Quote the entire listing below verbatim, omitting the pictures.

::::::

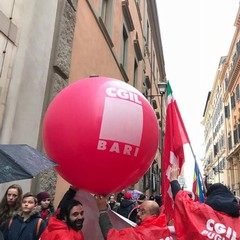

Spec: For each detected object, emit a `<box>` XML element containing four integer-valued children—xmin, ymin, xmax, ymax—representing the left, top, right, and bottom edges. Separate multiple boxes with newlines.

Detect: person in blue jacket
<box><xmin>3</xmin><ymin>193</ymin><xmax>46</xmax><ymax>240</ymax></box>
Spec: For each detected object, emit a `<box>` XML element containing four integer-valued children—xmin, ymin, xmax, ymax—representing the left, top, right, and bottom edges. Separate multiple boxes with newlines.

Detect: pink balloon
<box><xmin>43</xmin><ymin>77</ymin><xmax>159</xmax><ymax>194</ymax></box>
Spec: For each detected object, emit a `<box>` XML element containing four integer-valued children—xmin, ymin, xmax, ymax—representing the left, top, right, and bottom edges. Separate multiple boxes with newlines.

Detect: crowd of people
<box><xmin>0</xmin><ymin>170</ymin><xmax>240</xmax><ymax>240</ymax></box>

::::::

### [WRITTEN SOLUTION]
Spec: For each detected object, emit a `<box>` XML element containing four integer-valued children—xmin, ymin, xmax, ymax—representing the left, top, right, and bottom edges. Separate multiple boxes with newlines.

Detect: person in blue jacket
<box><xmin>3</xmin><ymin>193</ymin><xmax>46</xmax><ymax>240</ymax></box>
Spec: For each detected object, emit a `<box>` XML element containing four integer-valued children—xmin, ymin, xmax, ymax—representing the left, top, right, and bottom edges. Separate multiple boxes with newlines.

Detect: pink balloon
<box><xmin>43</xmin><ymin>77</ymin><xmax>159</xmax><ymax>194</ymax></box>
Spec: For each detected object, emit a `<box>` XML element containing four integer-valued children—xmin, ymin, xmax, ymax—representing the left, top, right, and bottom edges. Separate multiple boxes with newlines.

Detect: crowd of people
<box><xmin>0</xmin><ymin>170</ymin><xmax>240</xmax><ymax>240</ymax></box>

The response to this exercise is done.